**GOAL**
Pull out every line of the records that contains the string "fill".

▬▬▬

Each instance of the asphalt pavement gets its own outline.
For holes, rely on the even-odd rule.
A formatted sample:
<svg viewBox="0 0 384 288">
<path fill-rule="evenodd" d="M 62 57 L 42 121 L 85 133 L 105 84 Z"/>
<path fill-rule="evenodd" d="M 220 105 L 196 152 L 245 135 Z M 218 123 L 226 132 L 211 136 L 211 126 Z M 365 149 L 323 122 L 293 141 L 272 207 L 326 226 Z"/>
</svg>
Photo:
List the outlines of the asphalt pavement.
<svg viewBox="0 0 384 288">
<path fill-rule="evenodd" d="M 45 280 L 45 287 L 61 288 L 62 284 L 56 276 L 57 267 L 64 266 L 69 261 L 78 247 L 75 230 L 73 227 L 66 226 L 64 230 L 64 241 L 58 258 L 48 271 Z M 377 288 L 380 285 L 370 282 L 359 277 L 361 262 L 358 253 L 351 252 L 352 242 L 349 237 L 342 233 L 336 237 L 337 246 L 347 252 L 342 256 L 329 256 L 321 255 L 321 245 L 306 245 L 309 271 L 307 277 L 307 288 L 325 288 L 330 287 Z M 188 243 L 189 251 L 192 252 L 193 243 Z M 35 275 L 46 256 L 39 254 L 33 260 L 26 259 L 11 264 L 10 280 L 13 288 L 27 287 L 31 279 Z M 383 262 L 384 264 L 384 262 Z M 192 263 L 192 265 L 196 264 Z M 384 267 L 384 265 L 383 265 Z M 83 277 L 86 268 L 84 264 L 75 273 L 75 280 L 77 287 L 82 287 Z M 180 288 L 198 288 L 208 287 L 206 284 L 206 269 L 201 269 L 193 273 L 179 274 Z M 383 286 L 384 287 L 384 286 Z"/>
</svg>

▬▬▬

**THE COMPLETED TASK**
<path fill-rule="evenodd" d="M 62 57 L 42 121 L 85 133 L 105 84 Z"/>
<path fill-rule="evenodd" d="M 220 105 L 196 152 L 245 135 Z M 218 123 L 226 132 L 211 136 L 211 126 Z M 365 149 L 323 122 L 293 141 L 272 207 L 326 226 Z"/>
<path fill-rule="evenodd" d="M 45 280 L 45 287 L 61 288 L 62 284 L 56 276 L 57 267 L 64 266 L 69 261 L 78 247 L 75 230 L 73 227 L 66 226 L 64 230 L 64 241 L 58 258 L 48 271 Z M 377 288 L 380 285 L 370 282 L 359 277 L 361 262 L 358 253 L 351 252 L 352 242 L 349 237 L 342 233 L 336 237 L 337 246 L 347 252 L 342 256 L 329 256 L 321 255 L 321 245 L 306 245 L 309 271 L 307 277 L 307 288 L 325 288 L 330 287 Z M 188 243 L 189 251 L 192 252 L 193 243 Z M 35 275 L 46 256 L 39 254 L 33 260 L 26 259 L 11 264 L 10 280 L 13 288 L 27 287 L 31 279 Z M 383 262 L 384 264 L 384 262 Z M 192 263 L 192 265 L 196 264 Z M 384 267 L 384 265 L 383 265 Z M 83 277 L 86 268 L 84 264 L 75 273 L 75 280 L 77 287 L 82 287 Z M 180 288 L 198 288 L 208 287 L 206 284 L 206 269 L 201 269 L 193 273 L 179 274 Z M 383 286 L 384 287 L 384 286 Z"/>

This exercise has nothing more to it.